• [Selected text]:
A typical statics problem. a Problem statement. b A typical solution. Light gray = free body diagram, medium gray = equation, black = cross-out

Fig. 2
figure 2

Rectangles indicate typical equation groups from Fig. 1b

This prior work primarily examined the relationship between the amount of writing and the correctness of a solution. Here, we examine the hypothesis that the types of content comprising a solution, and the sequences in which it is arranged, relate to the correctness. For example, skilled problem-solvers often solve problems by manipulating the equations in symbolic form, and avoid substituting numerical values into the variables until the final step. One advantage of this approach is that it facilitates the identification of errors. For example, while it is clear that “F = mv” is an incorrect statement of Newton’s second law (force relates to acceleration not velocity), it is not readily apparent if “F = 20.0 * 4.5” is a correct statement of this law. Likewise, manipulating symbolic variables reduces transcription errors that can occur when manipulating multi-digit real numbers. Thus, having a majority of non-numerical symbols rather than numbers may be indicative of correctness.

In short, the present work examines the hypothesis that lexical properties of a student’s handwritten solution to a problem in a STEM course correlate with the correctness of the solution. We consider a number of lexical properties including the number of occurrences of various classes of symbols (e.g., letters, numbers, and mathematical symbols), the number of occurrences of various binary sequences of characters (e.g., a digit followed by a letter), and the number of tripartite sequences (e.g., a digit followed by a mathematical symbol followed by a letter). Likewise, we also consider the number of equation groups and the number of occurrences of units of measure from (Stahovich and Lin 2016). We refer to these as “lexical properties” to emphasize that we do not consider the semantics of the symbols. Said differently, we do not interpret the meaning of the written solution but rather consider only the quantities of various types of textual elements.

As the work in (Stahovich and Lin 2016) suggests that the number of long inter-character pauses that occur as a student solves a problem in a STEM course is related to the correctness of the solution, we include this feature in our models. Similar to the lexical features, this feature can be computed without interpreting the meaning of the solution.

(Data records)
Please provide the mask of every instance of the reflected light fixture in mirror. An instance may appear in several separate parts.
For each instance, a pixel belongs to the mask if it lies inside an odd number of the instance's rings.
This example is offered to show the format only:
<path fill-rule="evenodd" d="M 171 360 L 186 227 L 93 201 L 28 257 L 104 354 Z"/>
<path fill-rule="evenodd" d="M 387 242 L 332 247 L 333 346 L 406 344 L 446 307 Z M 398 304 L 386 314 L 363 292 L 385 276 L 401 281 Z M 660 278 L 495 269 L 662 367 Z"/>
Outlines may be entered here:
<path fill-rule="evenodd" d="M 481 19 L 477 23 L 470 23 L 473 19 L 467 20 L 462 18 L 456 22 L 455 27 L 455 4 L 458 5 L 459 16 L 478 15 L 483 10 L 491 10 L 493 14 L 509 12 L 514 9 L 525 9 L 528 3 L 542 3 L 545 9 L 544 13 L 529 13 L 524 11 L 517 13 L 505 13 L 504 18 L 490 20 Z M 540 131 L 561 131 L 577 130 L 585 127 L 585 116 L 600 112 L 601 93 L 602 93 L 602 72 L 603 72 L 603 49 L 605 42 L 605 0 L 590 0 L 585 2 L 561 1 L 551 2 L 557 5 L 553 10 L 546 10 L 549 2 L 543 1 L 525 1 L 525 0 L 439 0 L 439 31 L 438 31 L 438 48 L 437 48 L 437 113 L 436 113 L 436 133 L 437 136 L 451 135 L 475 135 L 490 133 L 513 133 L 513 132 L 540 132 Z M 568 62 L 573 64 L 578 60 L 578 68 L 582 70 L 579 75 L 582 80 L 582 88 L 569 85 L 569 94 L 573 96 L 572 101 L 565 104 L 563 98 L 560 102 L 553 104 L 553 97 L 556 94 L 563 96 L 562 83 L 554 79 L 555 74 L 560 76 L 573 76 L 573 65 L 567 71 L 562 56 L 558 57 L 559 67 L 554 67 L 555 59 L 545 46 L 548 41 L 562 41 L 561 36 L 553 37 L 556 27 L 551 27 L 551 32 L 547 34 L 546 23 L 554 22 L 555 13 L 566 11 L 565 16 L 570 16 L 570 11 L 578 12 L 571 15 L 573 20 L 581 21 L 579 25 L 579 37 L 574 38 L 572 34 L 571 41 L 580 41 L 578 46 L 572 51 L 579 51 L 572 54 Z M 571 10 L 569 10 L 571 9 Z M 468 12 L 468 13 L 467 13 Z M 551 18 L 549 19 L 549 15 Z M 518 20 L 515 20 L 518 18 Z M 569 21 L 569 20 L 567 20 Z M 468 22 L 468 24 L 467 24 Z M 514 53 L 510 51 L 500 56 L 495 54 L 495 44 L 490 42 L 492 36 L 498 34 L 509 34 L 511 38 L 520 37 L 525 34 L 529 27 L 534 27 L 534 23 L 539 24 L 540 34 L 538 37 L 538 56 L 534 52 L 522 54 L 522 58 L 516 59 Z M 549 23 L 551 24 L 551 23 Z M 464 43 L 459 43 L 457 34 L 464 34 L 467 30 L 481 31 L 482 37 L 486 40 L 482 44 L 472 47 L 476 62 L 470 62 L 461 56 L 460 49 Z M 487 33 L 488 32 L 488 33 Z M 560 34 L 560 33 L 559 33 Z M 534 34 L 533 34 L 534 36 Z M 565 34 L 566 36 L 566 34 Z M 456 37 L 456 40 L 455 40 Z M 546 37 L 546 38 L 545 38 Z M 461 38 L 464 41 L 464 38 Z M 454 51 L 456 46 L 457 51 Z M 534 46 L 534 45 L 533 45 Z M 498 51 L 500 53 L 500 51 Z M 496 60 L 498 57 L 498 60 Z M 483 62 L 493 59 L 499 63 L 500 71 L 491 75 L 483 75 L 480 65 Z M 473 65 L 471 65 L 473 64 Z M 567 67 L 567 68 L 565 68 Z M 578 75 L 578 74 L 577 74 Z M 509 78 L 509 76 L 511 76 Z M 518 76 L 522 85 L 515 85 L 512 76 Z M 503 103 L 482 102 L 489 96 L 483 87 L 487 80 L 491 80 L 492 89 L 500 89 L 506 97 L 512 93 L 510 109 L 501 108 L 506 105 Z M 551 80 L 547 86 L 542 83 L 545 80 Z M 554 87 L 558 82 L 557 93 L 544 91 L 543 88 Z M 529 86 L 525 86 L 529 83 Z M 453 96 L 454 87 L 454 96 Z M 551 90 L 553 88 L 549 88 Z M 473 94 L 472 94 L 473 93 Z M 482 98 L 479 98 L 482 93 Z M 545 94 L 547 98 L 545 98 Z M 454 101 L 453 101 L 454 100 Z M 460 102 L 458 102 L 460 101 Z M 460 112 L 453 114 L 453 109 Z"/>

• [Instructions]:
**a)** In the excerpt on handwritten solutions, what do skilled problem-solvers avoid doing until the final step?
**b)** Please copy from the excerpt on handwritten solutions the part that opens with the words containing "As the work" and closes with "meaning of the solution.".
**c)** Carry on the excerpt on handwritten solutions from the point where it stops.
The data records play no role here.

• [Responses to the exercise]:
**a)** They avoid substituting numerical values into the variables.

**b)**
As the work in (Stahovich and Lin 2016) suggests that the number of long inter-character pauses that occur as a student solves a problem in a STEM course is related to the correctness of the solution, we include this feature in our models. Similar to the lexical features, this feature can be computed without interpreting the meaning of the solution.

**c)**
For our present study, we used Livescribe smartpens to collect a dataset of handwritten solutions to exam problems from an undergraduate engineering course on statics. The smartpens have an integrated camera and are used with dot-patterned paper. They serve the same function as a traditional ink pen and also record the work as time-stamped pen strokes, thus enabling both temporal and spatial analysis of the writing. Statics is the subdiscipline of engineering mechanics that examines the equilibrium of structures subject to forces. The solution to a statics problem typically includes free body diagrams and equilibrium equations. The former represent the forces acting on a system, while the latter are the application of Newton’s Second Law. Figure 1a shows a typical problem from an undergraduate statics course and Fig. 1b shows the sort of solution a student might generate for that problem.

This work demonstrates that the lexical properties of handwritten solutions to a problem in an undergraduate engineering course are predictive of the correctness of the solution. This work could provide the basis for an automated system to provide students with feedback on their homework. In large undergraduate STEM courses, it is often impractical to manually grade students’ homework. Our techniques provide an inexpensive and scalable means of estimating the correctness of this work. By examining the entire solution to a problem, our techniques complement traditional online homework systems that consider only the final answer (Demirci 2010). This sort of automated feedback would also be useful for online courses. While online courses provide an efficient means for delivering course content, there are currently no cost-effective methods for assessing handwritten work. Our techniques could provide the basis for creating such a method.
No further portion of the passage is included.